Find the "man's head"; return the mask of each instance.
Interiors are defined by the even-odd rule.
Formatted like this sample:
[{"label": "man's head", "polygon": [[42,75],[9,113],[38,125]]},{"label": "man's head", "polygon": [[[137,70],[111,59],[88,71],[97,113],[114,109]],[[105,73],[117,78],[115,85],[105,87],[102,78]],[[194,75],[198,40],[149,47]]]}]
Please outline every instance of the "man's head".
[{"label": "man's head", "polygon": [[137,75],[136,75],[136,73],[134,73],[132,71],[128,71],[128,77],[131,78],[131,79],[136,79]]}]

- REQUIREMENTS: Copy the records above verbatim, line for line.

- SOLUTION:
Find the "man's head"; return the mask of each instance.
Interiors are defined by the even-odd rule.
Formatted like this sample:
[{"label": "man's head", "polygon": [[42,75],[9,113],[38,125]]},{"label": "man's head", "polygon": [[[137,70],[111,59],[88,71],[97,113],[114,109]],[[105,73],[117,78],[115,85],[105,87],[102,78]],[[194,75],[198,40],[149,47]]]}]
Please outline every instance of the "man's head".
[{"label": "man's head", "polygon": [[137,75],[136,75],[136,73],[134,73],[132,71],[128,71],[128,77],[131,78],[131,79],[136,79]]}]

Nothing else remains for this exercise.